**WORK TO BE COMPLETED**. Quote, word for word, the line containing "alloy wheel in" and all lines that follow it to the end of the records, with no pictures.

**TASK DATA**.
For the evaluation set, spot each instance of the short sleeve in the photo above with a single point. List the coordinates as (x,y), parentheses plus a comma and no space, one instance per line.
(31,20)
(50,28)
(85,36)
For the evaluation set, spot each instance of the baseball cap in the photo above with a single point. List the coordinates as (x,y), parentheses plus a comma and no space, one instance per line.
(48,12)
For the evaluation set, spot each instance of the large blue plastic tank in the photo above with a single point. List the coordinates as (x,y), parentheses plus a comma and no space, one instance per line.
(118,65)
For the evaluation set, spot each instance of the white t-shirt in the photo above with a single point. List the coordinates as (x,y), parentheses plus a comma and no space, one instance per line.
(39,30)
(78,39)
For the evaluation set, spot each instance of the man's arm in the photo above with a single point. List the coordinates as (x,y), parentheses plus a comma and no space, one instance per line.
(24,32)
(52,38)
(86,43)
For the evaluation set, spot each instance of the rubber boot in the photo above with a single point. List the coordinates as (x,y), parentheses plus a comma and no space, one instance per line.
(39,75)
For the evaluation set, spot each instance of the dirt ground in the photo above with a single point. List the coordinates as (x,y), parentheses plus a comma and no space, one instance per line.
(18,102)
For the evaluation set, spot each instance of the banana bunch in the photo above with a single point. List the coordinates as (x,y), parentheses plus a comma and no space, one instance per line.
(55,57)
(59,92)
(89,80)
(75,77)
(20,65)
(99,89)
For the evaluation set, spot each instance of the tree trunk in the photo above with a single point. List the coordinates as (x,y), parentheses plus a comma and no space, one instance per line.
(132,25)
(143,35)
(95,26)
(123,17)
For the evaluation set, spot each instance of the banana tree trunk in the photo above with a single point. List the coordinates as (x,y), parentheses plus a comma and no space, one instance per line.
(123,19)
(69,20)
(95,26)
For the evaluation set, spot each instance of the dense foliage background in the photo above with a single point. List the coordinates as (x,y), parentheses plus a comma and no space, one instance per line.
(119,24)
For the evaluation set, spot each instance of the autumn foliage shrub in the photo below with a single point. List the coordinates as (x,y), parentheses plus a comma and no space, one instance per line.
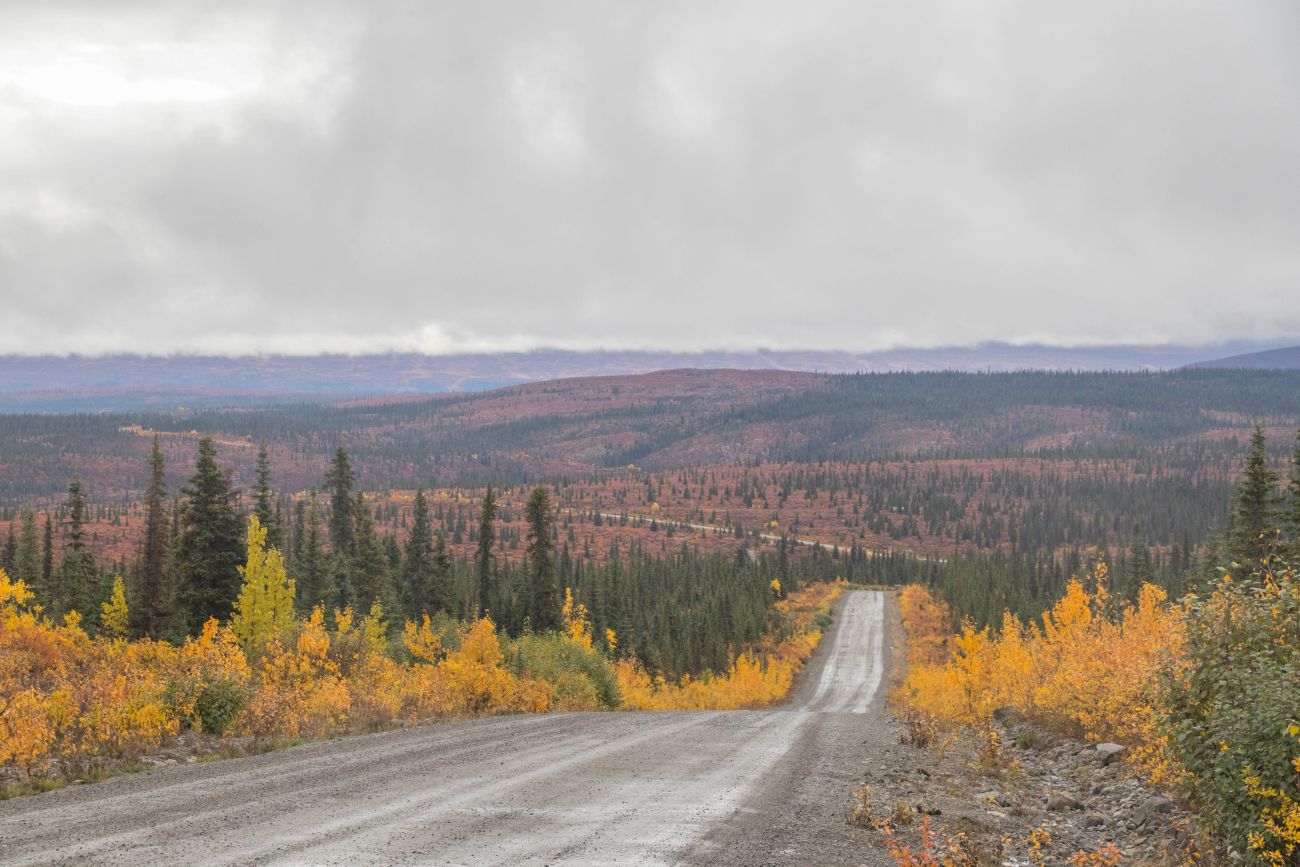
(1204,693)
(65,693)
(1086,670)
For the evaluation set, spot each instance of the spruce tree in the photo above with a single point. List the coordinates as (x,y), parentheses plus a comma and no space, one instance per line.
(78,576)
(9,553)
(1294,499)
(545,606)
(1253,512)
(155,597)
(441,589)
(482,554)
(211,543)
(372,577)
(47,559)
(342,528)
(417,563)
(27,563)
(311,562)
(341,480)
(264,504)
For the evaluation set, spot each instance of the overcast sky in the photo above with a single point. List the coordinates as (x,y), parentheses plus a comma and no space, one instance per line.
(255,177)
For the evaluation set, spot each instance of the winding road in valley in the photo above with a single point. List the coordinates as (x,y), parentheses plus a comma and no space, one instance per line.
(737,787)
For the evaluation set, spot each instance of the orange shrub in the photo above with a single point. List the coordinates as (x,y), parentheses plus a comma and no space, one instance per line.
(755,679)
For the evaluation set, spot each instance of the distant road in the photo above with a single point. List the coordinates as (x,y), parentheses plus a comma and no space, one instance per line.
(737,787)
(766,537)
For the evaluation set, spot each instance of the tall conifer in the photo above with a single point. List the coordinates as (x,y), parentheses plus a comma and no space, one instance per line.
(1255,511)
(211,543)
(545,605)
(482,554)
(155,595)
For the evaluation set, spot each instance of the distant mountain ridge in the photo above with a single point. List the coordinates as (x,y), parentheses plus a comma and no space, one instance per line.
(61,384)
(1286,358)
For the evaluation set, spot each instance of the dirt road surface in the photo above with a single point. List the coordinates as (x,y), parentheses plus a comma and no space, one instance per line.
(697,788)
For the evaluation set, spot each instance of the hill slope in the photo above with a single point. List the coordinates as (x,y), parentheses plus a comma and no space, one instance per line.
(1286,358)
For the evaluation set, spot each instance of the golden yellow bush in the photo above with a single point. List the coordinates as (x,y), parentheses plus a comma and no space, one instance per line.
(755,679)
(1084,670)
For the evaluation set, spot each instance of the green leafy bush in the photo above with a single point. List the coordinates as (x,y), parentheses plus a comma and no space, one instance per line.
(1233,711)
(581,676)
(219,705)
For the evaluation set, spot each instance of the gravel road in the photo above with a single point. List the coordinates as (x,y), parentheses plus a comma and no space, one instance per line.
(739,787)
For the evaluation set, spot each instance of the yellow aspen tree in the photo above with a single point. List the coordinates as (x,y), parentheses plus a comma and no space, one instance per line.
(113,616)
(265,605)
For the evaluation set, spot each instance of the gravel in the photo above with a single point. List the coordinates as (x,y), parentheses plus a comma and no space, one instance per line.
(742,787)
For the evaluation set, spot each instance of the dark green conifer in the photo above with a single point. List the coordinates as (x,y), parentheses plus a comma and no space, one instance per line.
(211,546)
(484,555)
(545,605)
(154,607)
(1255,519)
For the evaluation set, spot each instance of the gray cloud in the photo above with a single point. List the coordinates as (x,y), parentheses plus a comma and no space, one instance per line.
(463,177)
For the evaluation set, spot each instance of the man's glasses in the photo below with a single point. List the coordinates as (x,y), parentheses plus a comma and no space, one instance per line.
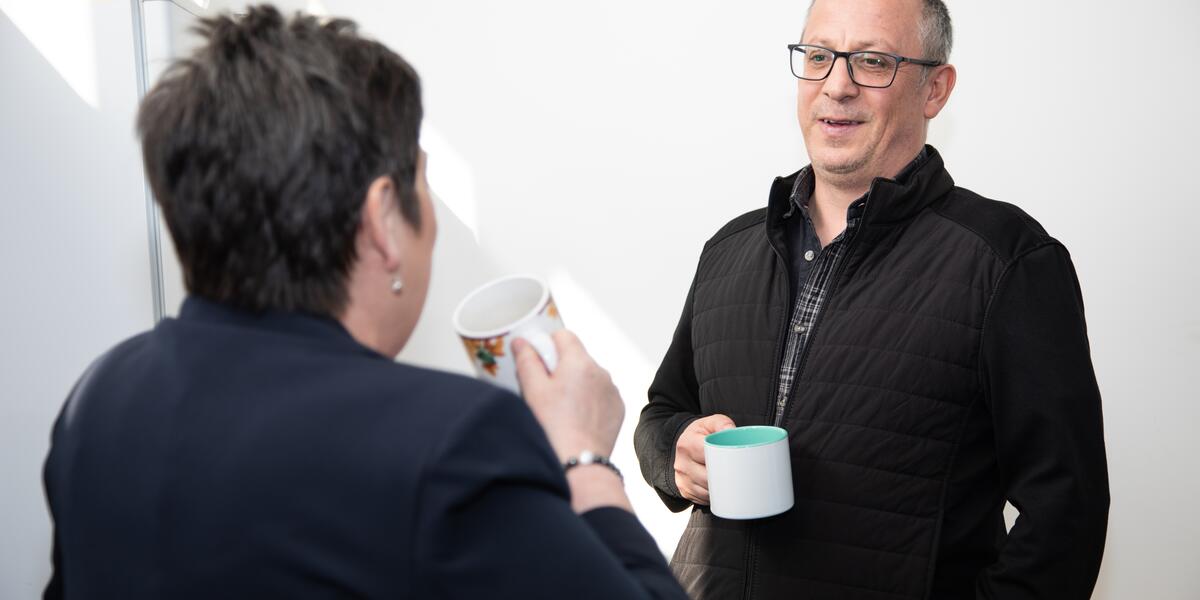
(867,69)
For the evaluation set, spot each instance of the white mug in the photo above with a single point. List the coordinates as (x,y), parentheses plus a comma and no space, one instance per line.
(749,472)
(495,315)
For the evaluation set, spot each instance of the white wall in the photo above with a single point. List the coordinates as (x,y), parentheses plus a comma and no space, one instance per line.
(73,258)
(600,145)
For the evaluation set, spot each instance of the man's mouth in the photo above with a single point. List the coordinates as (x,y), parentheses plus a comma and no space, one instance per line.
(840,123)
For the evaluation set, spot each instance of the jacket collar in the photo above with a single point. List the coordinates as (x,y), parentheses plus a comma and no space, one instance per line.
(887,202)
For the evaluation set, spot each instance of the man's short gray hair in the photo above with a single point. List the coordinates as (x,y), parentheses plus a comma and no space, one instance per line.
(936,33)
(935,30)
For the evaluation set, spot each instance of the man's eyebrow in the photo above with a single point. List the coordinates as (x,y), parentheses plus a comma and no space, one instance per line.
(863,45)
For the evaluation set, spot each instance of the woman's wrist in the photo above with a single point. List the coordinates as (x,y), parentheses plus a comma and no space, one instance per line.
(594,485)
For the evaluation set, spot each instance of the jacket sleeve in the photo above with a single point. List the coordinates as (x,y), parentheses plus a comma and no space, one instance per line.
(673,405)
(495,521)
(1037,373)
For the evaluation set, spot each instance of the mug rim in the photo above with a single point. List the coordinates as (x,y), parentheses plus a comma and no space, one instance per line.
(472,334)
(777,435)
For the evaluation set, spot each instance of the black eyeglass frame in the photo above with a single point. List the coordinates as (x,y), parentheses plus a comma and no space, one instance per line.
(850,70)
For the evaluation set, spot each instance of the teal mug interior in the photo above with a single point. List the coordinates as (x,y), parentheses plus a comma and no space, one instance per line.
(747,437)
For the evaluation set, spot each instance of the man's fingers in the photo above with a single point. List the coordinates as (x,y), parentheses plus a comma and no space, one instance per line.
(567,342)
(531,370)
(712,424)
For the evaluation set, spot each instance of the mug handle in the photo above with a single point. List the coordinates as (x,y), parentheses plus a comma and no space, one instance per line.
(543,343)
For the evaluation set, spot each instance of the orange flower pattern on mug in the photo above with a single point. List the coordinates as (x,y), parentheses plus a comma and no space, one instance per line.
(485,352)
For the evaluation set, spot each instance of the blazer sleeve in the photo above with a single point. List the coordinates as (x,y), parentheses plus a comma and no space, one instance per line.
(495,521)
(1037,375)
(54,587)
(673,405)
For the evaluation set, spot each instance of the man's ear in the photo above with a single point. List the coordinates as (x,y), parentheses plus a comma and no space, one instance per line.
(379,214)
(940,88)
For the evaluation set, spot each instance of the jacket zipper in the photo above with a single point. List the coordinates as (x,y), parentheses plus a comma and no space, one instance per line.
(750,552)
(777,399)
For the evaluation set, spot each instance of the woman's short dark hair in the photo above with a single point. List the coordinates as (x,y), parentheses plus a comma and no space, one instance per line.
(261,147)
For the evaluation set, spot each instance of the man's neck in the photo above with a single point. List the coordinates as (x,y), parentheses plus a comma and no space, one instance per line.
(833,195)
(828,205)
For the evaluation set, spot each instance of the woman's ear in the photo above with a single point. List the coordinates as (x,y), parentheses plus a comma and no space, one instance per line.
(381,216)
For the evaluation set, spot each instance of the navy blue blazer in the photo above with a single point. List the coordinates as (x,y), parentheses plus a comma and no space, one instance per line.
(232,455)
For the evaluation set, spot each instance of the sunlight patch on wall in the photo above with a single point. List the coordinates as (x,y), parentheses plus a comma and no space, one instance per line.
(450,177)
(63,31)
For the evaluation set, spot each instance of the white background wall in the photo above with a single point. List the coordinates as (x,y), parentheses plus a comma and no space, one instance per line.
(600,145)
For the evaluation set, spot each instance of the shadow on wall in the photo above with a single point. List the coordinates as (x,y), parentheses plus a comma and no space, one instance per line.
(460,264)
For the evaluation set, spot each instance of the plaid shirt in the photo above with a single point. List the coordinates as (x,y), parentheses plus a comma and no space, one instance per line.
(817,274)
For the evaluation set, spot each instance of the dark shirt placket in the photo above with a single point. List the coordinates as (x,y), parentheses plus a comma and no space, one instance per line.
(811,270)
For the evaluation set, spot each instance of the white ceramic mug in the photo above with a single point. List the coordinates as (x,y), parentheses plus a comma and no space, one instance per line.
(749,472)
(495,315)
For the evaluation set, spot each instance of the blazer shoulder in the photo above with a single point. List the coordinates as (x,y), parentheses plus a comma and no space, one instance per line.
(736,226)
(1005,228)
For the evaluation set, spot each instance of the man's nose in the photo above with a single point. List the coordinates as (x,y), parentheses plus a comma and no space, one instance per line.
(839,84)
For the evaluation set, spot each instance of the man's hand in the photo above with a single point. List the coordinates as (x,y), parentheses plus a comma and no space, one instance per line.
(691,474)
(577,406)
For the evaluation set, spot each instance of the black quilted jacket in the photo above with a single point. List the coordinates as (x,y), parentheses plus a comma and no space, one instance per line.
(948,371)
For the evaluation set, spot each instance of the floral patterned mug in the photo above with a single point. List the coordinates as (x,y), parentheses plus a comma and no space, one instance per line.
(495,315)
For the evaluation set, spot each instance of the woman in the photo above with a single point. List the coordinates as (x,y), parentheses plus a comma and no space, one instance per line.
(264,444)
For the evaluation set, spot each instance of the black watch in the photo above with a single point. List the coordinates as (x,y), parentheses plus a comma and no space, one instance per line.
(589,457)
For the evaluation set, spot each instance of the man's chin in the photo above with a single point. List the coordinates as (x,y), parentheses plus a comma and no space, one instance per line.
(839,165)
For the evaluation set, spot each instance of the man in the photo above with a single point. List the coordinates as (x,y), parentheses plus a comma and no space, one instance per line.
(924,347)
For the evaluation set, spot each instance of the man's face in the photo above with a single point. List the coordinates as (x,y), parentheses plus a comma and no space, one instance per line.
(855,133)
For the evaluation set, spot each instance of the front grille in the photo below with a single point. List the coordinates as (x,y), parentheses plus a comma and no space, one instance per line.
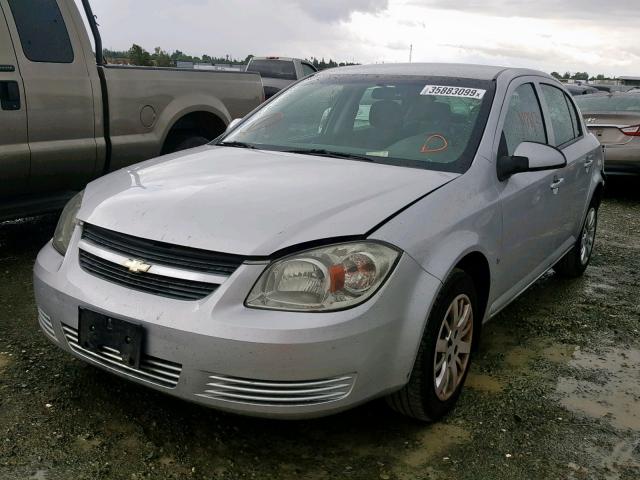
(276,393)
(171,287)
(153,251)
(153,370)
(45,323)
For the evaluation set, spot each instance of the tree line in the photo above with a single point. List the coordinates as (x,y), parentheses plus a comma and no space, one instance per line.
(137,55)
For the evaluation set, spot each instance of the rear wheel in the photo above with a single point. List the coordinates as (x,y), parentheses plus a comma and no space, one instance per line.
(444,355)
(576,261)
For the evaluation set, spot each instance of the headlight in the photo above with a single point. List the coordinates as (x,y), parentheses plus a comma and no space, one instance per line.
(66,224)
(324,279)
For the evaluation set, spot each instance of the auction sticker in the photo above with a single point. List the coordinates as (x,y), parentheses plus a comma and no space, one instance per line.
(462,92)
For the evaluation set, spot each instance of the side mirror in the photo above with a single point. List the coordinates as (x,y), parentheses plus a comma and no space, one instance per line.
(530,157)
(233,123)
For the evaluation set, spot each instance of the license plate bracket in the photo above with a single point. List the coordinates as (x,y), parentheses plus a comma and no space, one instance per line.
(96,331)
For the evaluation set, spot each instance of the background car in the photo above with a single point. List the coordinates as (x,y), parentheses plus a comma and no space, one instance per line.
(615,120)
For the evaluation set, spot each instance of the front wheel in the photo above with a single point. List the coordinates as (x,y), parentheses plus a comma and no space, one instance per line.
(444,354)
(576,261)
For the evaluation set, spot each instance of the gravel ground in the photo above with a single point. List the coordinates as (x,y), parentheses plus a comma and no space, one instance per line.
(554,393)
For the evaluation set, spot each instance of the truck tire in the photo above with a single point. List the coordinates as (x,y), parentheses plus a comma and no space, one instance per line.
(576,261)
(445,347)
(190,142)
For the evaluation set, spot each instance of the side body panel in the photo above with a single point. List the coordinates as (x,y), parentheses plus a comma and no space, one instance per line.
(14,142)
(60,111)
(144,103)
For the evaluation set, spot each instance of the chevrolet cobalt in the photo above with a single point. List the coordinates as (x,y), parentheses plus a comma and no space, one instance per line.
(345,241)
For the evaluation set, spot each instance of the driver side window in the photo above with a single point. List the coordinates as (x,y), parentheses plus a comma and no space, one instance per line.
(523,122)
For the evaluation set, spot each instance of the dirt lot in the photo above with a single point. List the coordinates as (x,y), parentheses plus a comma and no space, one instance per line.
(554,393)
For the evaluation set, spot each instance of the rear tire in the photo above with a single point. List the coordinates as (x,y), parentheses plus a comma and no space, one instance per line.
(576,261)
(444,355)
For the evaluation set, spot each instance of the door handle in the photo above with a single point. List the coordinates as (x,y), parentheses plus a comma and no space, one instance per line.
(556,184)
(9,95)
(588,162)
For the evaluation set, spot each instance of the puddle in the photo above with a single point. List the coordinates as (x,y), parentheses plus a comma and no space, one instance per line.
(483,383)
(435,441)
(613,391)
(621,459)
(558,352)
(519,357)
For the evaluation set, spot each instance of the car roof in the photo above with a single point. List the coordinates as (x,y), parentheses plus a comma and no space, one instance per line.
(456,70)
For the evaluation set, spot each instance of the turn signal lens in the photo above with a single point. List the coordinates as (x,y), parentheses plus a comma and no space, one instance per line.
(324,279)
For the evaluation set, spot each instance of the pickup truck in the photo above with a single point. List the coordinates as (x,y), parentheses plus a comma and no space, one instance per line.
(279,72)
(66,117)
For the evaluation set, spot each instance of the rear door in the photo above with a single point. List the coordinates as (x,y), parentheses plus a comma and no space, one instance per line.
(14,147)
(60,114)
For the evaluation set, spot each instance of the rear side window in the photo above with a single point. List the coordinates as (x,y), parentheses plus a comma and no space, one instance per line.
(283,69)
(562,117)
(523,122)
(43,33)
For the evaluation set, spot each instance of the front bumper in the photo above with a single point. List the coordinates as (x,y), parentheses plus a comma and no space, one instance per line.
(218,353)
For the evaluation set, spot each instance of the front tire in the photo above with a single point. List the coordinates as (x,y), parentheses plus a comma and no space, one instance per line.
(444,355)
(576,261)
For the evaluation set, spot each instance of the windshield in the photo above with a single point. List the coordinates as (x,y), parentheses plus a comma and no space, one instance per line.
(433,123)
(609,103)
(273,68)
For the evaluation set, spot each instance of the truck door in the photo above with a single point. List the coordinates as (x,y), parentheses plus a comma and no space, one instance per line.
(14,147)
(60,115)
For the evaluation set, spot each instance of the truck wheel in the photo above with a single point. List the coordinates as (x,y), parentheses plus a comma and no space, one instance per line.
(190,142)
(576,261)
(444,355)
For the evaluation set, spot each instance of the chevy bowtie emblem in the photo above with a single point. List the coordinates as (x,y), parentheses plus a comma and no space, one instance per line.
(137,266)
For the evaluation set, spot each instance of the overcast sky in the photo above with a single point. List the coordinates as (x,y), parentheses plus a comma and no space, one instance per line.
(597,36)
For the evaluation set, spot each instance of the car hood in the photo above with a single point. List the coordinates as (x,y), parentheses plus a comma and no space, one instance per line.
(252,202)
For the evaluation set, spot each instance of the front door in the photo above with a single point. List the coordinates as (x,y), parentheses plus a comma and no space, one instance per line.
(59,94)
(14,146)
(529,203)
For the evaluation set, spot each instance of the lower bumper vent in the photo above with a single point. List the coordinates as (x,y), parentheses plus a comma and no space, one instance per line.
(46,325)
(272,393)
(153,370)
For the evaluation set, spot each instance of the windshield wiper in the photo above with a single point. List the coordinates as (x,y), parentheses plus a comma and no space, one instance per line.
(236,144)
(330,153)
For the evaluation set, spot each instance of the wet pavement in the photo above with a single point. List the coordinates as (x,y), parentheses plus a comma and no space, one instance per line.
(554,393)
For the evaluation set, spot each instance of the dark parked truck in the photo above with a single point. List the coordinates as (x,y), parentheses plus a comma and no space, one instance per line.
(66,117)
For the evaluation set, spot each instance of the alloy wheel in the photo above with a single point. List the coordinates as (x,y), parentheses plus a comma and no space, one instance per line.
(453,347)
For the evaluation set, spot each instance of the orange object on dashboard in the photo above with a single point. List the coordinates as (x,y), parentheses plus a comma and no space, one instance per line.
(429,147)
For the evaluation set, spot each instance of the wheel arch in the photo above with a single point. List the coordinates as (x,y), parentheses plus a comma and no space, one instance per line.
(205,123)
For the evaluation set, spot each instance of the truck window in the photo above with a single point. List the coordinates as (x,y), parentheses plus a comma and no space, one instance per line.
(43,33)
(283,69)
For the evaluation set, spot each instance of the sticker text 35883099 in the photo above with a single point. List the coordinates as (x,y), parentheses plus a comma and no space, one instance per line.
(446,91)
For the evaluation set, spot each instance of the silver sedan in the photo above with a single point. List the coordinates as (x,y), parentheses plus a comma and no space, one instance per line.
(346,241)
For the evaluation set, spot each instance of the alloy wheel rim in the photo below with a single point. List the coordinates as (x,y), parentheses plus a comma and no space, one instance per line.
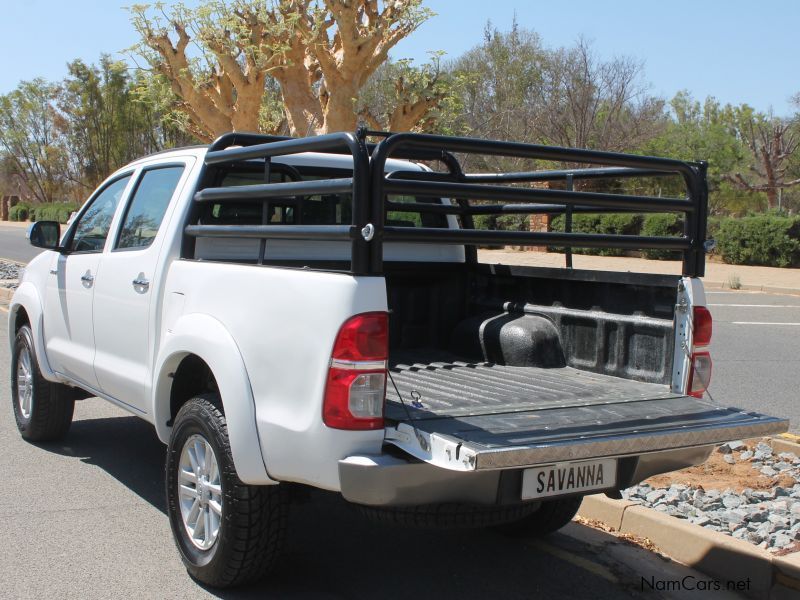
(25,383)
(200,492)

**TASK RESULT**.
For the evaluation set, spot each instance of the alloy wheel in the photo above with a single point. List the coordinates as (x,y), parentheses plus a comma and no space, one instance per line.
(453,347)
For the evaluation set, spot each instance of the orange object on dashboard in the photo above with a single point. List the coordinates as (x,y), parentheses plus a comma and no space, one instance per line.
(429,147)
For the evaluation set, spot each instance of the wheel arch in the photo above with a single point. List the coordinates as (x,y), parentheses plus a comma and no space, one instance per line.
(205,123)
For the evaluation set, spot each instance of the truck window in the photo above with a single point. List the coordinates as (x,y), parentheses plus a comma and no space, one instance per line.
(43,33)
(283,69)
For the evaluation set, spot each instance of the sticker text 35883099 in the photo above with a single point. List the coordinates as (x,y), parentheses plus a comma and no space, one instance per line.
(446,91)
For the evaluation set, spot each instance of the silver sedan in the photo above with a single point. List the coordinates as (x,y), parentheses plus a comma and no space, one instance per line.
(346,241)
For the evaluation set, spot each instance of the alloy wheel rim in the photo below with a single point. List the coordinates as (x,y), parentheses plus a comma and no space, one instance per line.
(25,383)
(200,492)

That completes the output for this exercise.